* Goal *
Go through the entries below and write each one out exactly.

[Entries start]

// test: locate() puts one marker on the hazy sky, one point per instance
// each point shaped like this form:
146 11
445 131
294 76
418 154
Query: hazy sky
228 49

[Entries end]

* Written answer *
// test: locate() puts one marker on the hazy sky, one point per instance
// each point shaped like this form:
146 11
445 131
294 76
418 154
Query: hazy sky
228 49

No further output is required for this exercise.